**Uit te voeren taak**.
Pak de tekst over het Sliedrechtse gemeentekantoor op na de laatste zin en schrijf hem verder.

**Tekst**.
::::::::::
De trouwzaal met prachtige glas-in-loodramen
Gemeentekantoor Daarnaast is er sinds 17 december 2004 een nieuw gemeentekantoor aan de Industrieweg 11 geopend. Hierin zetelt de ambtelijke organisatie van het college van B&W. Op de begane grond treffen we onder andere de afdeling Publiekszaken. Het Sliedrechtse gemeentekantoor is één van de sporadische overheidsgebouwen in Nederland waar geen vezeltje vloerbedekking in terecht is gekomen. Zoals alle vertrekken in het gebouw zijn ook de kamers van de bestuurders sober en doelmatig ingericht. Verder wordt het gebouw getypeerd door de uitgebreide toepassing van glas, waardoor daglicht in hoge mate kunstlicht vervangt en zorgt voor een transparant karakter. Dat laatste vormde dan ook de leidraad in het ontwerp van Klunder Architecten (Cor Berg).
::::::::::
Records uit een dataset
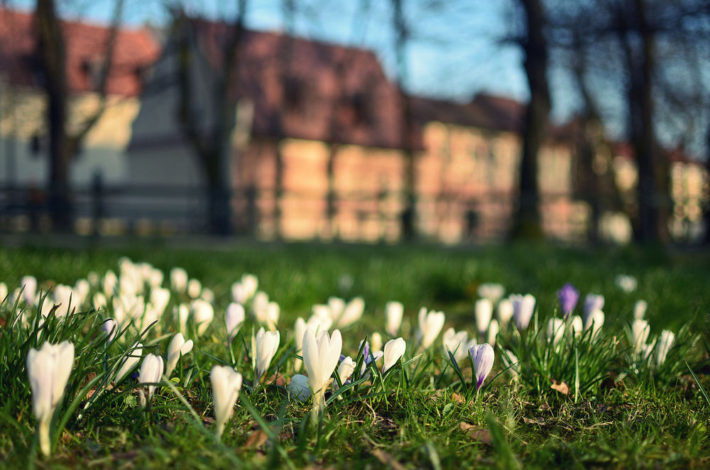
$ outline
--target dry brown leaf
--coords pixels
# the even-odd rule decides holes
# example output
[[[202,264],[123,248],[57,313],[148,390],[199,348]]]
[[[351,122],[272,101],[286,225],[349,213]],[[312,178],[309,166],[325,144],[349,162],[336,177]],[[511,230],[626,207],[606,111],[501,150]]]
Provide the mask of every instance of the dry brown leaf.
[[[459,427],[469,435],[469,437],[474,441],[481,442],[486,445],[491,445],[493,439],[491,437],[491,432],[485,427],[474,426],[467,422],[462,421],[459,423]]]
[[[558,382],[557,381],[552,379],[552,385],[550,386],[550,388],[552,390],[556,390],[562,395],[569,394],[569,386],[568,386],[564,382]]]
[[[372,454],[383,465],[388,465],[395,470],[405,470],[405,466],[402,465],[402,464],[397,461],[397,460],[392,457],[392,455],[383,450],[376,449],[372,451]]]
[[[249,435],[244,447],[258,449],[266,444],[267,440],[268,440],[268,435],[263,430],[256,430]]]

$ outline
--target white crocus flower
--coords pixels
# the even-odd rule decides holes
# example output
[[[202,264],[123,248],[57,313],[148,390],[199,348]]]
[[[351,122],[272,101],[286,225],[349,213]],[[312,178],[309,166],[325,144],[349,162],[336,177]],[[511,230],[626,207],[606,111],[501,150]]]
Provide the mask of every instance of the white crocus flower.
[[[466,359],[466,356],[469,354],[469,334],[467,332],[464,330],[457,332],[453,328],[449,328],[444,332],[442,340],[444,354],[447,359],[449,358],[449,351],[454,355],[457,363],[460,363]]]
[[[497,283],[484,283],[478,288],[479,296],[487,299],[491,304],[498,302],[505,293],[506,288]]]
[[[165,376],[170,378],[173,371],[178,365],[178,361],[181,356],[185,356],[192,350],[192,340],[185,340],[182,333],[178,333],[170,341],[168,346],[168,359],[165,361]]]
[[[557,346],[564,334],[564,320],[562,318],[550,318],[547,320],[547,339]]]
[[[175,305],[173,308],[173,315],[175,317],[175,322],[178,323],[178,328],[180,328],[180,332],[187,334],[187,320],[190,319],[190,307],[187,306],[187,304],[185,303]]]
[[[118,383],[124,377],[127,376],[138,365],[138,363],[141,361],[142,354],[143,344],[136,343],[135,345],[131,346],[130,352],[126,355],[123,364],[121,364],[118,372],[116,373],[116,378],[114,379],[114,381]]]
[[[342,349],[343,339],[337,329],[331,336],[327,332],[321,332],[316,337],[310,328],[303,334],[303,365],[313,392],[314,413],[320,412],[325,407],[325,389],[338,365]]]
[[[498,320],[493,319],[488,323],[488,331],[486,332],[486,342],[491,346],[496,346],[496,339],[498,339],[498,332],[501,327],[498,326]]]
[[[397,364],[407,349],[407,343],[403,338],[390,339],[385,344],[384,364],[382,365],[382,373]]]
[[[175,292],[182,294],[187,290],[187,271],[182,268],[170,270],[170,288]]]
[[[592,329],[591,337],[595,338],[601,331],[601,327],[604,326],[605,315],[601,310],[593,310],[584,322],[584,330]]]
[[[584,297],[584,317],[582,320],[586,322],[589,315],[594,310],[601,310],[604,308],[604,296],[601,294],[589,293]]]
[[[267,332],[264,330],[263,327],[261,327],[256,332],[256,337],[253,343],[254,377],[256,382],[261,380],[262,376],[268,370],[271,359],[273,359],[278,349],[280,341],[280,334],[278,330]]]
[[[661,336],[656,343],[656,367],[660,367],[661,364],[665,362],[668,351],[674,341],[675,334],[673,332],[667,329],[661,332]]]
[[[187,281],[187,295],[191,299],[200,297],[200,294],[202,292],[202,283],[199,279],[190,279]]]
[[[241,390],[241,374],[229,366],[214,366],[209,371],[218,441],[222,439],[226,422],[234,412],[234,404]]]
[[[119,285],[119,278],[116,275],[116,273],[110,269],[106,271],[106,274],[104,275],[104,279],[101,282],[101,288],[104,291],[104,294],[109,298],[111,298],[116,294],[116,288]]]
[[[345,305],[337,317],[334,317],[333,327],[344,328],[355,323],[362,317],[365,311],[365,300],[361,297],[356,297]]]
[[[513,318],[513,302],[510,299],[501,299],[498,303],[498,322],[501,328],[507,328]]]
[[[648,303],[645,300],[637,300],[633,305],[633,319],[636,320],[643,319],[648,308]]]
[[[143,360],[141,364],[141,371],[138,373],[138,381],[139,383],[157,383],[160,381],[163,376],[163,358],[155,354],[148,354]],[[148,385],[138,388],[138,398],[141,401],[141,408],[144,408],[153,398],[153,393],[155,391],[155,385]]]
[[[305,401],[310,396],[310,385],[308,383],[308,378],[303,374],[297,373],[291,377],[286,388],[290,395],[298,401]]]
[[[493,304],[488,299],[480,299],[476,301],[476,327],[479,334],[483,336],[488,329],[488,324],[493,317]]]
[[[402,326],[404,305],[400,302],[388,302],[385,305],[385,314],[387,316],[387,326],[385,327],[385,331],[388,334],[395,336]]]
[[[197,335],[202,336],[214,319],[214,308],[209,302],[195,299],[190,302],[190,310],[192,322],[197,329]]]
[[[151,290],[151,295],[148,298],[158,316],[162,317],[168,307],[168,304],[170,302],[170,290],[160,287],[154,287]]]
[[[427,311],[425,307],[419,310],[419,331],[417,338],[420,345],[426,349],[436,340],[444,327],[446,315],[443,312]]]
[[[650,332],[651,327],[646,320],[635,319],[631,324],[631,337],[633,343],[632,346],[635,356],[638,356],[640,354],[641,349],[646,344]]]
[[[226,307],[224,314],[224,324],[226,325],[227,342],[230,344],[234,340],[234,337],[239,332],[244,322],[244,307],[241,304],[231,302]]]
[[[27,354],[27,375],[32,390],[32,410],[38,422],[40,449],[49,455],[51,444],[49,426],[62,400],[74,364],[74,345],[68,341],[59,344],[45,342],[38,351]]]

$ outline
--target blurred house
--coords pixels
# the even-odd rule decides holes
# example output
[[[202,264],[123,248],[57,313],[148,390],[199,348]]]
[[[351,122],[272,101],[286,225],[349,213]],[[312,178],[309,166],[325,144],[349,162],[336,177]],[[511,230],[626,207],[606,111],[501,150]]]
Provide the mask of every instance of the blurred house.
[[[0,185],[43,188],[49,173],[46,100],[41,88],[34,16],[0,9]],[[77,127],[99,106],[99,74],[106,58],[109,28],[62,23],[70,92],[69,125]],[[121,30],[116,39],[107,83],[108,105],[71,165],[70,182],[88,185],[97,173],[124,182],[124,151],[140,107],[138,95],[160,52],[145,30]]]
[[[214,126],[209,95],[228,26],[194,20],[190,104]],[[405,209],[403,148],[415,151],[417,229],[457,242],[503,236],[510,223],[523,105],[479,95],[457,104],[403,95],[372,51],[246,31],[236,49],[237,126],[229,162],[238,227],[264,238],[396,240]],[[204,177],[178,121],[180,49],[173,35],[146,84],[128,153],[129,179],[193,188]],[[584,231],[572,200],[572,143],[551,138],[540,155],[545,226],[569,239]],[[167,202],[166,202],[167,203]]]

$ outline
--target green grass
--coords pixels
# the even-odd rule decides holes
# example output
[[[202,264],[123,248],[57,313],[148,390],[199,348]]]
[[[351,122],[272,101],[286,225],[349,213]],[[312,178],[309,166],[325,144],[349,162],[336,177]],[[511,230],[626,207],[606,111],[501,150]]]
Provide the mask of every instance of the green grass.
[[[0,307],[0,460],[9,468],[689,468],[710,466],[706,427],[710,406],[708,331],[710,256],[660,251],[579,251],[548,246],[488,248],[342,245],[261,245],[229,250],[175,250],[160,246],[90,251],[27,248],[0,249],[0,281],[11,291],[23,275],[40,285],[74,285],[89,271],[118,270],[123,256],[148,262],[166,273],[185,268],[214,291],[215,319],[181,359],[174,383],[155,392],[150,413],[136,406],[135,381],[113,386],[111,371],[129,354],[131,329],[108,348],[100,325],[111,312],[81,313],[41,327],[28,307],[28,327],[13,322],[18,307]],[[230,286],[243,273],[258,276],[259,288],[281,307],[281,343],[271,372],[293,373],[293,325],[311,307],[332,295],[366,301],[364,320],[343,330],[344,354],[358,354],[366,335],[384,329],[384,305],[405,305],[400,334],[410,361],[381,381],[371,378],[332,400],[322,422],[309,422],[310,402],[289,401],[283,387],[250,388],[248,319],[230,352],[224,346],[224,312]],[[617,274],[633,275],[638,288],[626,293]],[[351,281],[351,282],[349,282]],[[600,337],[565,338],[555,347],[545,334],[557,314],[556,291],[565,282],[604,294],[606,320]],[[476,396],[469,361],[459,376],[443,356],[441,338],[415,359],[410,334],[421,306],[443,310],[444,329],[475,330],[473,304],[481,283],[499,282],[507,293],[537,298],[541,332],[503,332],[500,343],[522,360],[520,379],[511,382],[496,348],[496,363]],[[634,302],[648,302],[650,337],[667,328],[677,334],[667,361],[657,368],[638,367],[625,328]],[[143,338],[147,352],[164,354],[177,331],[172,307]],[[109,309],[110,310],[110,309]],[[581,312],[581,306],[577,307]],[[531,322],[531,326],[533,324]],[[14,325],[10,328],[9,325]],[[681,332],[684,325],[687,331]],[[413,337],[413,334],[411,334]],[[45,339],[70,339],[76,359],[67,393],[55,416],[56,445],[42,457],[25,358]],[[245,386],[222,443],[215,443],[209,371],[231,364]],[[448,359],[448,358],[446,358]],[[361,361],[361,358],[360,359]],[[689,370],[689,366],[692,371]],[[95,374],[95,375],[94,375]],[[466,383],[462,383],[461,377]],[[567,395],[550,388],[564,381]],[[369,384],[371,383],[371,386]],[[579,389],[575,390],[575,384]],[[97,398],[84,410],[86,391]],[[64,425],[62,425],[62,423]],[[265,426],[265,427],[262,427]],[[64,430],[59,432],[60,427]]]

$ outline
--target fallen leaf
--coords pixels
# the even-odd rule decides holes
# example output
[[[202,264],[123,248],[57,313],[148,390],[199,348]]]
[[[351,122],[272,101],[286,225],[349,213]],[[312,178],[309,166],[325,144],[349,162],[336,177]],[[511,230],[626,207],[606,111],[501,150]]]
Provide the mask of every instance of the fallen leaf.
[[[569,386],[564,382],[558,382],[554,378],[552,379],[552,385],[550,386],[550,388],[557,390],[562,395],[569,394]]]
[[[491,432],[485,427],[469,425],[469,423],[463,421],[459,423],[459,427],[462,431],[467,433],[469,437],[474,441],[481,442],[488,446],[493,444],[493,439],[491,437]]]
[[[263,430],[256,430],[249,435],[244,447],[258,449],[266,444],[267,440],[268,440],[268,435]]]
[[[405,470],[405,466],[402,465],[402,464],[397,461],[397,460],[392,457],[392,455],[383,450],[376,449],[372,451],[372,454],[383,465],[389,465],[395,470]]]

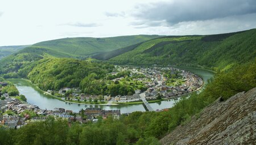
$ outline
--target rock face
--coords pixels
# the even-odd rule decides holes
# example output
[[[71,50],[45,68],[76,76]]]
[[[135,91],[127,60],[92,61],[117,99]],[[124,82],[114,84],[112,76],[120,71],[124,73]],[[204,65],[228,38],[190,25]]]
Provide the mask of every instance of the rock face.
[[[200,117],[179,126],[160,140],[163,144],[256,144],[256,88],[226,101],[220,98]]]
::::::::::
**Antwoord bij oefening**.
Het gemeentekantoor
8
TENSLOTTE Het Raadhuis van Sliedrecht vierde op 29 maart 1998 zijn 75e verjaardag. Maar het gebouw is nog lang niet oud! Inmiddels zijn we weer 12 jaar verder en staat het nog steeds als een huis midden in de moderne samenleving. De democratie functioneert misschien wel het best op lokaal niveau. Hier kan snel ingespeeld worden op wensen en klachten van de inwoners en die inwoners kunnen van dichtbij zien wat de raad beslist en hoe die beslissingen worden uitgevoerd. Het Raadhuis is meer dan een optelsom van vergaderruimten. Het is een moderne werkplek, het heeft een representatieve functie en er zijn allerlei contacten met de plaatselijke bevolking. Sliedrecht is trots op zijn huis. En dat mag, want na al die jaren vormt het Raadhuis al het gezicht van de gemeente. Statig, maar toch eenvoudig. Fraai, maar niet opzichtig. Bescheiden, maar stevig; net zoals de inwoners van Sliedrecht.